---- DATA FOR REVIEW
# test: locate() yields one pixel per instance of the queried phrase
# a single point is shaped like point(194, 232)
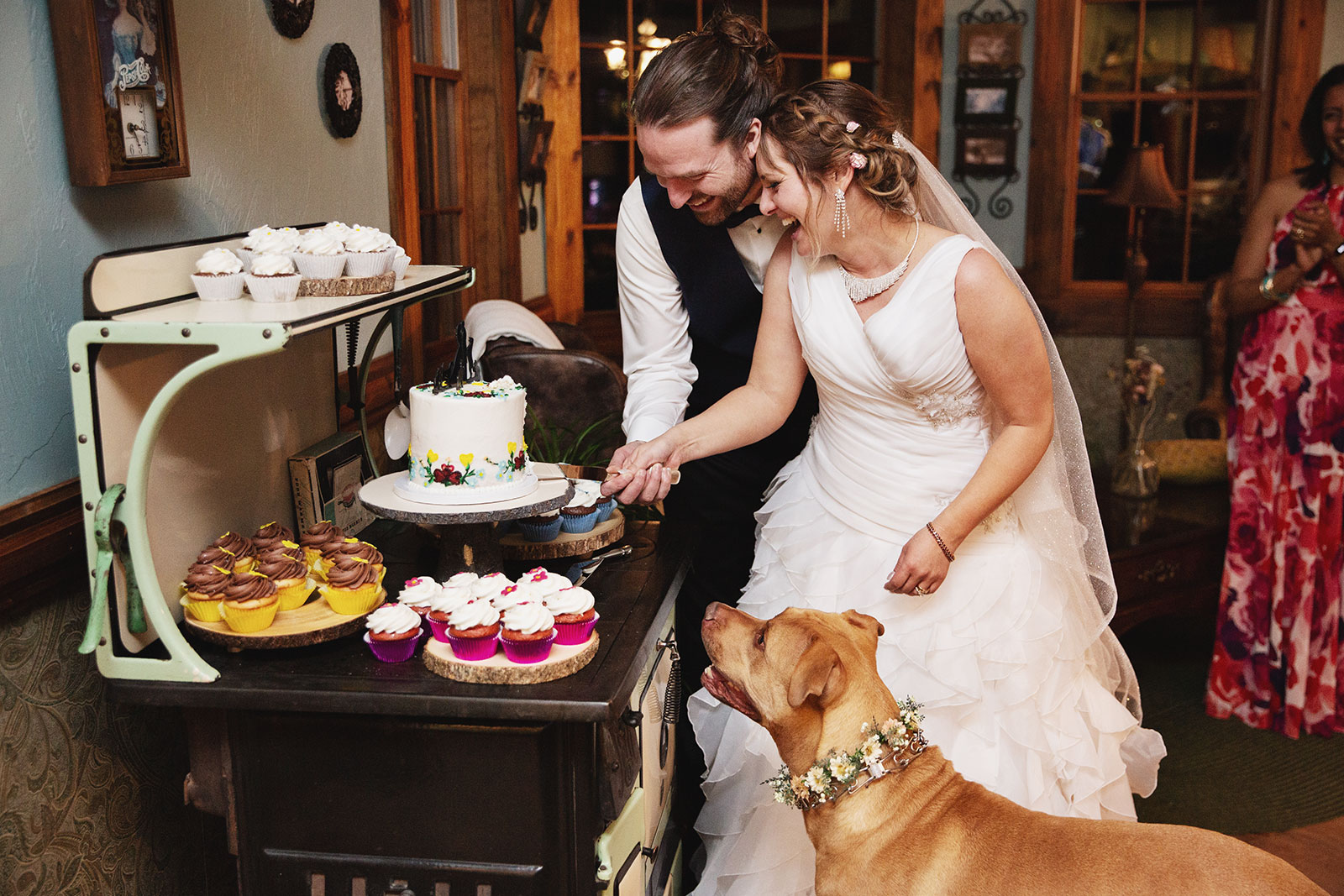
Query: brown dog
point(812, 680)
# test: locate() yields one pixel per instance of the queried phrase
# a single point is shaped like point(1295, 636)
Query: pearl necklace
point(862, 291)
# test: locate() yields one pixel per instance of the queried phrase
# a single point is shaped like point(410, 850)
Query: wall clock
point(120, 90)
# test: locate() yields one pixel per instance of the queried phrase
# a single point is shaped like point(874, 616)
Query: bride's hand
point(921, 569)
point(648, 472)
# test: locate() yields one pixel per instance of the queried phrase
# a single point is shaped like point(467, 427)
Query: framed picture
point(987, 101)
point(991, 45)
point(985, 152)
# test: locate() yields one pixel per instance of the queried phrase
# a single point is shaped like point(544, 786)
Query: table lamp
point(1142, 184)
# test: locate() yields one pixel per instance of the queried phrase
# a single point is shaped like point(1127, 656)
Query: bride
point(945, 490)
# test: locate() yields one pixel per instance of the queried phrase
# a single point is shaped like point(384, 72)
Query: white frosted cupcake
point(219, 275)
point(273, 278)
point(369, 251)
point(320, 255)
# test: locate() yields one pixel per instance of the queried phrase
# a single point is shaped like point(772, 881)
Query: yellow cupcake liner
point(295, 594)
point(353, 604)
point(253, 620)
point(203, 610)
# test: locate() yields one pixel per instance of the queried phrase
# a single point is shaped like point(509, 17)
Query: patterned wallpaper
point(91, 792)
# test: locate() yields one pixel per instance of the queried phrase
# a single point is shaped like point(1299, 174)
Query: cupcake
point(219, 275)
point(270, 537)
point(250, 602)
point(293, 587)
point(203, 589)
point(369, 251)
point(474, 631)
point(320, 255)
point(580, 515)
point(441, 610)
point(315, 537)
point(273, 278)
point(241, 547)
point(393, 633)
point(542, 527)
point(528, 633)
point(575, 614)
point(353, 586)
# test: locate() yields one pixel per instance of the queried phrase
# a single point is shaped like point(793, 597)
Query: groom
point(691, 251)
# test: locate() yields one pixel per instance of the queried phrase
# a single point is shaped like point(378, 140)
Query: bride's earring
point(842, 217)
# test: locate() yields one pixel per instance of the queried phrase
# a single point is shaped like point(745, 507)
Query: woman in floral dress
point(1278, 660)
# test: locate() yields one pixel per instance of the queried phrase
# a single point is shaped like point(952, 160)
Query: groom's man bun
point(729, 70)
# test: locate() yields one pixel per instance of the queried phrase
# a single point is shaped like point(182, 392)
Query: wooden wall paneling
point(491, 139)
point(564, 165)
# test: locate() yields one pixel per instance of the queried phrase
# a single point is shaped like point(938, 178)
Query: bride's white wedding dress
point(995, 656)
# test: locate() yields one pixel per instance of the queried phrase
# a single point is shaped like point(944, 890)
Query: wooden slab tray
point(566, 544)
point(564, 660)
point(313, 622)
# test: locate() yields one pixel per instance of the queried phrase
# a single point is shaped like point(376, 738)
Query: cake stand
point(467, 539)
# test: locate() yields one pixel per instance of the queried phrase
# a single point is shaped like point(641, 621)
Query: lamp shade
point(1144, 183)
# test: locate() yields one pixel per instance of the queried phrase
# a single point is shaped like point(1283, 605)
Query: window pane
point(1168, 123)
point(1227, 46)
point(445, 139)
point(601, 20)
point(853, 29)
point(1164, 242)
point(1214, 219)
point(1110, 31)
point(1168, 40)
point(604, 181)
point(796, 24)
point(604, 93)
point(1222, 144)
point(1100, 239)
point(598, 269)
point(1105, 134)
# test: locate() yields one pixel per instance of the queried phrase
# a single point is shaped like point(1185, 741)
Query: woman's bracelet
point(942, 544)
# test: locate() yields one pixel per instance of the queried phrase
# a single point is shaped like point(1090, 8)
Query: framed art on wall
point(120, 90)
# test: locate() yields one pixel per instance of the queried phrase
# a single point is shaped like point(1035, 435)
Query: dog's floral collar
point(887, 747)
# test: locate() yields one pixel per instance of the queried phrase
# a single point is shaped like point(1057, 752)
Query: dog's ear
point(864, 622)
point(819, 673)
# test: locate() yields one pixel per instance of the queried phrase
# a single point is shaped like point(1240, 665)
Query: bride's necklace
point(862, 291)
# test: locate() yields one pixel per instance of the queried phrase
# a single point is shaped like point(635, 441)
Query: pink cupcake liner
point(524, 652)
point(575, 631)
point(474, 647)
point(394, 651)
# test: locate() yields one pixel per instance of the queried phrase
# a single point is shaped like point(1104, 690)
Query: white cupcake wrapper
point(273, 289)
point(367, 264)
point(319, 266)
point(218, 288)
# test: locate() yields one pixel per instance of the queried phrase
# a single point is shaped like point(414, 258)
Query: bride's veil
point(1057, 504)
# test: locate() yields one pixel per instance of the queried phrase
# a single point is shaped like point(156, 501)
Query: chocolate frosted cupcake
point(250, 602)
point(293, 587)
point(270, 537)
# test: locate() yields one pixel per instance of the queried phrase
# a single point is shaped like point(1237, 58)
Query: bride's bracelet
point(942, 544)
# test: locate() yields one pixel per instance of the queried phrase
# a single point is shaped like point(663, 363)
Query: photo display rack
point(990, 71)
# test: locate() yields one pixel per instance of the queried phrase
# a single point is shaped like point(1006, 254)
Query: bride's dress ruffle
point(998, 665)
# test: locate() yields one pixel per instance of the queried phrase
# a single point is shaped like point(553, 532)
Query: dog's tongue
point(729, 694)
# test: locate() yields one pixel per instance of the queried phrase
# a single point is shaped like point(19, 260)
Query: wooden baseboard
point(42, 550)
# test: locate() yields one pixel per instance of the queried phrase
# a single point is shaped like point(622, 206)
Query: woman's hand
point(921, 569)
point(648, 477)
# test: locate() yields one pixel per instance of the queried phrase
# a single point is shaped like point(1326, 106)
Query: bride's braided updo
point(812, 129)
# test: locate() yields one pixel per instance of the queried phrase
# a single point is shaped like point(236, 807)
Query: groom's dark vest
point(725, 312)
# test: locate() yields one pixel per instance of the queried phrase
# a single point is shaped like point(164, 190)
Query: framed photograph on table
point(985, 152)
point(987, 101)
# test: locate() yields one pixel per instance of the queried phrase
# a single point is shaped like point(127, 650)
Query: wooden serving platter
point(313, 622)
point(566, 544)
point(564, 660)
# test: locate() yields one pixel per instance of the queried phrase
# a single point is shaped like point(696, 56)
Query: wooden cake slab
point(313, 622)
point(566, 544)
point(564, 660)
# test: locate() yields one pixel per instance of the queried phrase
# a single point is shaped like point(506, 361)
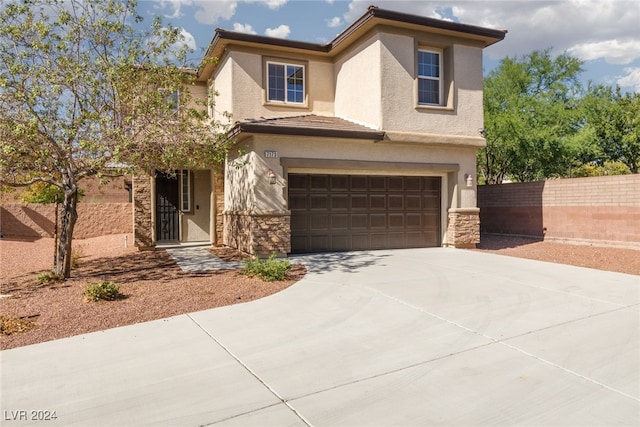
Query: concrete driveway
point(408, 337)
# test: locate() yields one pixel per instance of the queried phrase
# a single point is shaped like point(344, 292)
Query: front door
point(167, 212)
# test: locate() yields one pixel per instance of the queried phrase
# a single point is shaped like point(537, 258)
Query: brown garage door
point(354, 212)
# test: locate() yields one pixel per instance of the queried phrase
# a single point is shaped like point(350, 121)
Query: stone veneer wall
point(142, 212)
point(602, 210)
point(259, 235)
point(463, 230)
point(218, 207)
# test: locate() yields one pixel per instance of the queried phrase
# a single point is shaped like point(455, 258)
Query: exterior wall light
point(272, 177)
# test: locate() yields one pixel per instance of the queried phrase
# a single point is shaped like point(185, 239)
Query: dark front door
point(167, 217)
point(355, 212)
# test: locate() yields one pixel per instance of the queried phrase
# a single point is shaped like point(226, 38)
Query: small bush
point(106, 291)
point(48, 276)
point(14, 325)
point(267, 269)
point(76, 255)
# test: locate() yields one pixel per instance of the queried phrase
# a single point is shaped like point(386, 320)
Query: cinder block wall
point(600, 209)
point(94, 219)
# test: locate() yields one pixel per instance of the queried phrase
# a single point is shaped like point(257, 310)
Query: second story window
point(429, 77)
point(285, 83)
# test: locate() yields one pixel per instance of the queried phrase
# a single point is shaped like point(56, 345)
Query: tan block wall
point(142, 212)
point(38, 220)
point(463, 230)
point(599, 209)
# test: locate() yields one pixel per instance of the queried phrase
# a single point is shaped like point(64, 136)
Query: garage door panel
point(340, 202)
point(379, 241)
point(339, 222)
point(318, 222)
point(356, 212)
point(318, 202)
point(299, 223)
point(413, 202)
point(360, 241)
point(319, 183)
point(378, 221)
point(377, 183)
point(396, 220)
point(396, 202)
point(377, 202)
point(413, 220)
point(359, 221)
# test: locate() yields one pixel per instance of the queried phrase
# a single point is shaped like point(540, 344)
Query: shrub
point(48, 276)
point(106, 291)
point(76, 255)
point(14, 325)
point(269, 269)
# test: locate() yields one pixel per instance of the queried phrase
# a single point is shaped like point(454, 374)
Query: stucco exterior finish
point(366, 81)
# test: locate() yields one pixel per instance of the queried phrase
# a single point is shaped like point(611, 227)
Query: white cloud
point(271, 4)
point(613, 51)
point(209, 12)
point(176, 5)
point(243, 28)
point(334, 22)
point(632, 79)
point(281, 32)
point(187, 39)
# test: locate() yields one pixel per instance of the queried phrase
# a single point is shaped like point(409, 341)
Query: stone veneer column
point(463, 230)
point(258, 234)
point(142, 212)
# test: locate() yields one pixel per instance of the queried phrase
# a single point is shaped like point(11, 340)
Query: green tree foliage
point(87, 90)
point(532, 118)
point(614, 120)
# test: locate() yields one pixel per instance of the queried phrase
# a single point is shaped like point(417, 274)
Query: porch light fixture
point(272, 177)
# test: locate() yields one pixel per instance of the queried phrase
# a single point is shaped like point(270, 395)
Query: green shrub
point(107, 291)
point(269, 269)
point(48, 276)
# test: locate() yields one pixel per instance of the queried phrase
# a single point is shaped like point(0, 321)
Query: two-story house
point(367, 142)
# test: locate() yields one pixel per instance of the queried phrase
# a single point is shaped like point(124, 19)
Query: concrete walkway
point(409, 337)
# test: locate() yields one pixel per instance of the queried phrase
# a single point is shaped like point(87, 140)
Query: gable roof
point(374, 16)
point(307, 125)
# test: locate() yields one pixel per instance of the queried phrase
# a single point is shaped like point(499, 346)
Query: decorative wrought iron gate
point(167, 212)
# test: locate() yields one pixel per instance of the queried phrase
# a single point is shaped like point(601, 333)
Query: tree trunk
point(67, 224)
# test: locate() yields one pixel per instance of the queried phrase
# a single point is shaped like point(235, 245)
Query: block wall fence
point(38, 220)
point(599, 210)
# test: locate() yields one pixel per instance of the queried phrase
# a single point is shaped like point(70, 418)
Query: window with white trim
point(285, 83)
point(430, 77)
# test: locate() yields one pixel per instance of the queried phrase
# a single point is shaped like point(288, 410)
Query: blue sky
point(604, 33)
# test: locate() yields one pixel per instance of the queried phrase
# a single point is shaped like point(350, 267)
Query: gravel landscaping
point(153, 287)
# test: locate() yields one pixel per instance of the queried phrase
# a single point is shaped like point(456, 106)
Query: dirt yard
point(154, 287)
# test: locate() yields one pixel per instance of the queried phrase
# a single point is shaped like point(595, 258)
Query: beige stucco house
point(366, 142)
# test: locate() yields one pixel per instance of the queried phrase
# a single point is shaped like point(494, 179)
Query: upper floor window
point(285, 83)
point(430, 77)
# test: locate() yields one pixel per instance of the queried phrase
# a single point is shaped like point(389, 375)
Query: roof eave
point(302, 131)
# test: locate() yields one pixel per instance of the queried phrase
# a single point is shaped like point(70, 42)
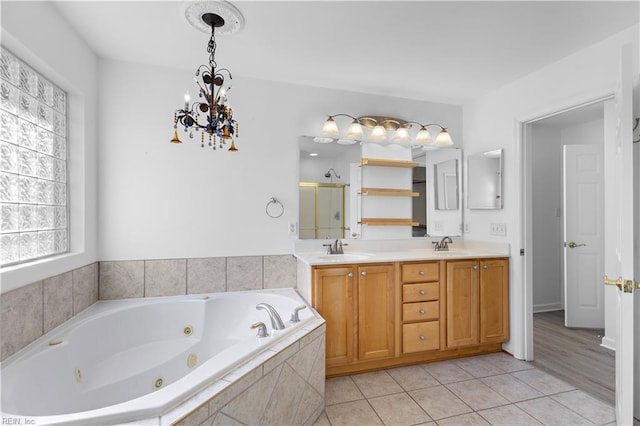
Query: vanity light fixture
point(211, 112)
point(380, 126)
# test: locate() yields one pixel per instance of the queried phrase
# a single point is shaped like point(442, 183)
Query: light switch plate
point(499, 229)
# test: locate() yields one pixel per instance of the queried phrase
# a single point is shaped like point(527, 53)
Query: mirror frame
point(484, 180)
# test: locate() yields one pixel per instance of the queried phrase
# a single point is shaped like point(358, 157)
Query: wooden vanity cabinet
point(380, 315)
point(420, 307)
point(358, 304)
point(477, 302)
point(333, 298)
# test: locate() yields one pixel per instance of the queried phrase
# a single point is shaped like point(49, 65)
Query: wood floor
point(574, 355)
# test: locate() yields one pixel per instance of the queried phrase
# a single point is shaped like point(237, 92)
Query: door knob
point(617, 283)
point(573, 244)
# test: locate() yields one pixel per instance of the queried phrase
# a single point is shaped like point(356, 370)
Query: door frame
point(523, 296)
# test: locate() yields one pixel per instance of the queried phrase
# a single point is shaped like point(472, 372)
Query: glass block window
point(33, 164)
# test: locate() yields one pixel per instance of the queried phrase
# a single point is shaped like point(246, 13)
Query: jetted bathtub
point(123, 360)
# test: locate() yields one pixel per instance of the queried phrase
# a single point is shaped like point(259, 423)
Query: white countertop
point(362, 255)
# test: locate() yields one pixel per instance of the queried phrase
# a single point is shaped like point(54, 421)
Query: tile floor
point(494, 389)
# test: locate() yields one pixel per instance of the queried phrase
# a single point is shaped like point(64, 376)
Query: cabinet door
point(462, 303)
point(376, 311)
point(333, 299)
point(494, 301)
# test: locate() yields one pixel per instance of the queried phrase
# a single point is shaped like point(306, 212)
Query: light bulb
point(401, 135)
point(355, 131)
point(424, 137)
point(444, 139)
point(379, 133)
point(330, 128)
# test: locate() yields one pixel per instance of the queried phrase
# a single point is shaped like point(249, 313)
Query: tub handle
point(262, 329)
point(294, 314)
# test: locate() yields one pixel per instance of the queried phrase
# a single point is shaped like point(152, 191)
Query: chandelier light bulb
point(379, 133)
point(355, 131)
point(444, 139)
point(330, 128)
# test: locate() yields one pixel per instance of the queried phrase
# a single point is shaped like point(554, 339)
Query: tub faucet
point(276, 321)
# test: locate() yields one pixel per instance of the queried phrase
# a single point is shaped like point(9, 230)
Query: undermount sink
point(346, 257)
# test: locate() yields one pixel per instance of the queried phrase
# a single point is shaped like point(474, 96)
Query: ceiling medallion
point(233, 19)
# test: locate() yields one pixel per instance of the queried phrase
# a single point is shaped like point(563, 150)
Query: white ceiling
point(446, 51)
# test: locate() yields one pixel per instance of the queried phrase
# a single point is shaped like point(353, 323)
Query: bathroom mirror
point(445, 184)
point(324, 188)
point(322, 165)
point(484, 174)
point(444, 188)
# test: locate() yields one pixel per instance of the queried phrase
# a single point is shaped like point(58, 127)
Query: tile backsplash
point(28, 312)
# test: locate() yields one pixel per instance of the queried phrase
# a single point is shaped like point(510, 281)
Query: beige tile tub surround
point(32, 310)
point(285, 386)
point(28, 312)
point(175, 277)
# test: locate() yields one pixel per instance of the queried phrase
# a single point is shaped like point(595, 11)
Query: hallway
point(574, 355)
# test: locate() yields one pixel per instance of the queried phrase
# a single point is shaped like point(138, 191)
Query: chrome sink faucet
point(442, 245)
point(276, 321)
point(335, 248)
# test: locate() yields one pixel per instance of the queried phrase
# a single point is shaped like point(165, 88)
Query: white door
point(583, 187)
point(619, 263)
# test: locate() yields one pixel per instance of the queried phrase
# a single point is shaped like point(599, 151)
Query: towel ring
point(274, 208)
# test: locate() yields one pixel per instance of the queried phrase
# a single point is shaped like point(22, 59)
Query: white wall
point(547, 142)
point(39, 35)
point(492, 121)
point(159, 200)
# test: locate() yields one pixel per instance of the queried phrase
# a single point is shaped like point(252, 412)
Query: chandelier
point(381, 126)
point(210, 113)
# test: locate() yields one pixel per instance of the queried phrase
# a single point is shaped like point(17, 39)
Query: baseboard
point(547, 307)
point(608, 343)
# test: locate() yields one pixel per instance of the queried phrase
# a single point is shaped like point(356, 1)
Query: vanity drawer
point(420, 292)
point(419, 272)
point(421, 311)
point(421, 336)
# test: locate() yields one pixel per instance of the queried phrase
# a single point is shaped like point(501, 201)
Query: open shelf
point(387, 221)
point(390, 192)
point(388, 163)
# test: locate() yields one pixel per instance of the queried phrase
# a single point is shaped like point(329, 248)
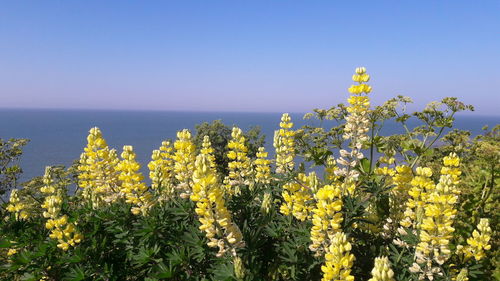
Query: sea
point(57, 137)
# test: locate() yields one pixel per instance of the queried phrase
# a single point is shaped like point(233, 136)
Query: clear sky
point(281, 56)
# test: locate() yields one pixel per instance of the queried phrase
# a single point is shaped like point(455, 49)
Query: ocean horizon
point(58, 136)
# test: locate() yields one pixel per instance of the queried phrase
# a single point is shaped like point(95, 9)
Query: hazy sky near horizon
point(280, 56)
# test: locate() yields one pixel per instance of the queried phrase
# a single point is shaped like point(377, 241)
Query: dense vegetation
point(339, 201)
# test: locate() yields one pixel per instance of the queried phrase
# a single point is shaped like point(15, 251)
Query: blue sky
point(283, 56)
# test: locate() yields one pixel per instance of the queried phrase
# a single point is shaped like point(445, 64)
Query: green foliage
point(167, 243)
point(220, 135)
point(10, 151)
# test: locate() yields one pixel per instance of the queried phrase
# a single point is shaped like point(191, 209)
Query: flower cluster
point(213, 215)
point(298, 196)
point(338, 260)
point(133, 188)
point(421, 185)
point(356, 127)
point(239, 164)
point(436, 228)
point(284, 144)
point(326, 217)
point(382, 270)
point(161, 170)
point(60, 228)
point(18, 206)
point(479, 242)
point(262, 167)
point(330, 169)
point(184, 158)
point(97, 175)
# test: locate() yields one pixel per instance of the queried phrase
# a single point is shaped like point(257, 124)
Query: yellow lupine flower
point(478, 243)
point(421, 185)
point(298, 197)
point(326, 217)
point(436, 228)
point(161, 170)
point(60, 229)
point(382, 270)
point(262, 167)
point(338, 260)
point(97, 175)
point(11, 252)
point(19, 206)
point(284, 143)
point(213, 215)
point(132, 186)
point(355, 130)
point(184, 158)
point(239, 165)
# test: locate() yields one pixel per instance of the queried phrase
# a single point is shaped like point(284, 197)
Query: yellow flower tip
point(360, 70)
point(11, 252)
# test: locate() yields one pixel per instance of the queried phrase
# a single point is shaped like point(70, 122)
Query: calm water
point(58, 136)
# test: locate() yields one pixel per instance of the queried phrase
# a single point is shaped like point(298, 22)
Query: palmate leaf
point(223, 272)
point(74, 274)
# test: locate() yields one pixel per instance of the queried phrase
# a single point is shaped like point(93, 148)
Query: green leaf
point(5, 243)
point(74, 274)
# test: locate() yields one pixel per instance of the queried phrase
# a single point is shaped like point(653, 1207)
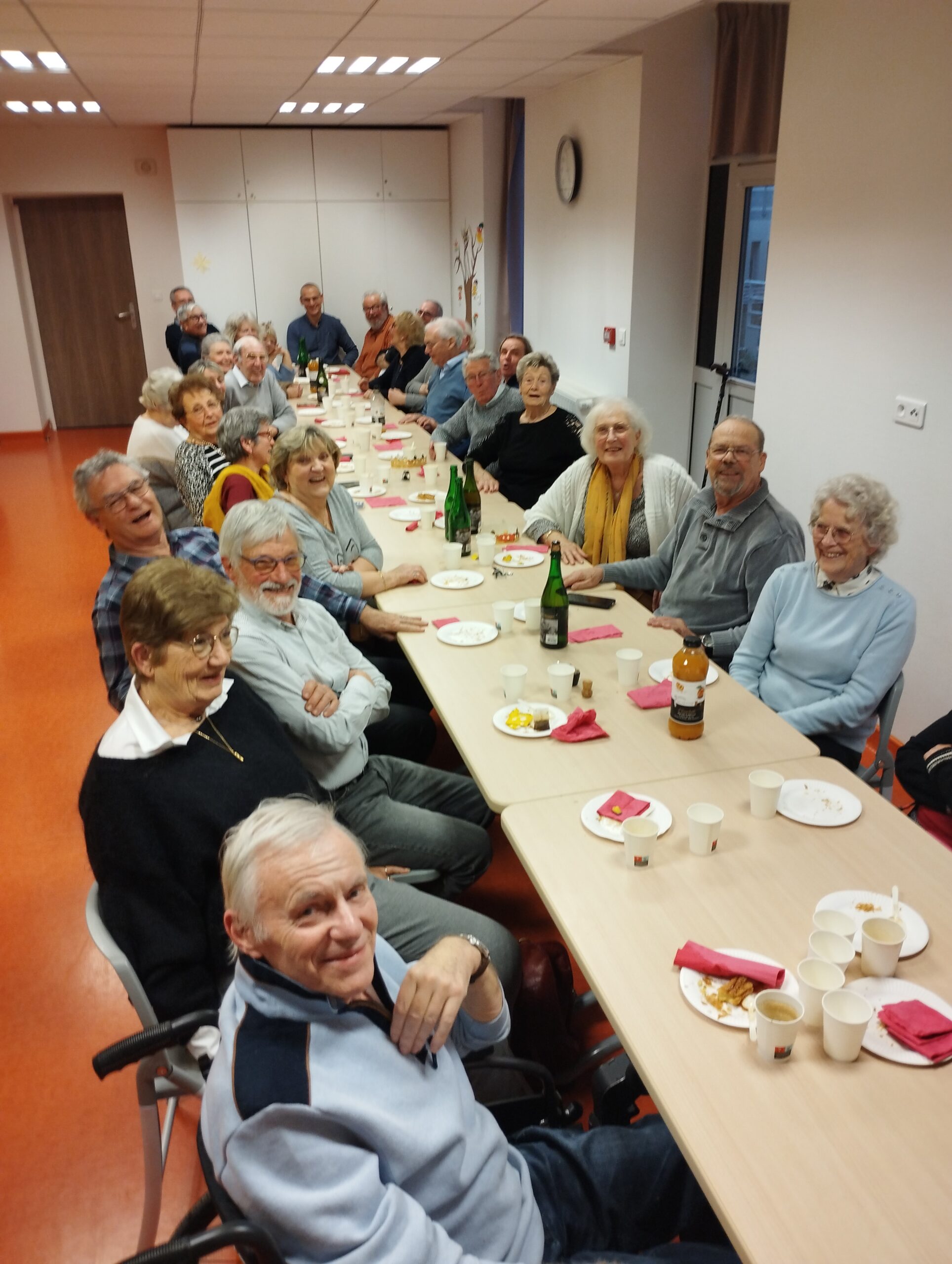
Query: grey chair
--------
Pictures are not part of the copy. Extract exactly the lines from the line containing "# a single point is shaped like point(191, 209)" through the final line of the entries above, both included.

## OUTPUT BELOW
# a single point is shaped like point(191, 209)
Query: flower cluster
point(213, 215)
point(298, 196)
point(338, 260)
point(133, 188)
point(421, 185)
point(356, 127)
point(239, 164)
point(436, 228)
point(284, 144)
point(326, 217)
point(382, 270)
point(161, 170)
point(60, 228)
point(18, 206)
point(479, 242)
point(262, 167)
point(330, 169)
point(184, 158)
point(97, 175)
# test: locate() yields one pixel per instance of the queried phrase
# a single point is shaped like point(257, 124)
Query: yellow lupine flower
point(478, 243)
point(421, 185)
point(298, 197)
point(326, 217)
point(436, 228)
point(161, 170)
point(60, 229)
point(382, 270)
point(262, 167)
point(338, 260)
point(97, 175)
point(11, 252)
point(19, 206)
point(284, 143)
point(213, 215)
point(132, 186)
point(355, 130)
point(184, 158)
point(239, 165)
# test: locate() yields one pixel per instance of the queried phrase
# a single point is shaped like point(284, 197)
Query: yellow flower tip
point(360, 70)
point(11, 252)
# test: locate() yields one pixel per instance of the queried phrase
# a single point is shaped like point(70, 122)
Query: calm water
point(58, 136)
# test: locate() yields one pixel per instance of the queried phrase
# a single point is shaped like point(298, 22)
Query: palmate leaf
point(223, 272)
point(74, 274)
# test: locate() yields one pixel per instance of the queried phrase
# a single point is shaped like point(93, 148)
Query: green leaf
point(5, 243)
point(74, 274)
# test: locate() yields one pixel per instance of the queried phrase
# a single point is shaped like point(653, 1207)
Query: grey chair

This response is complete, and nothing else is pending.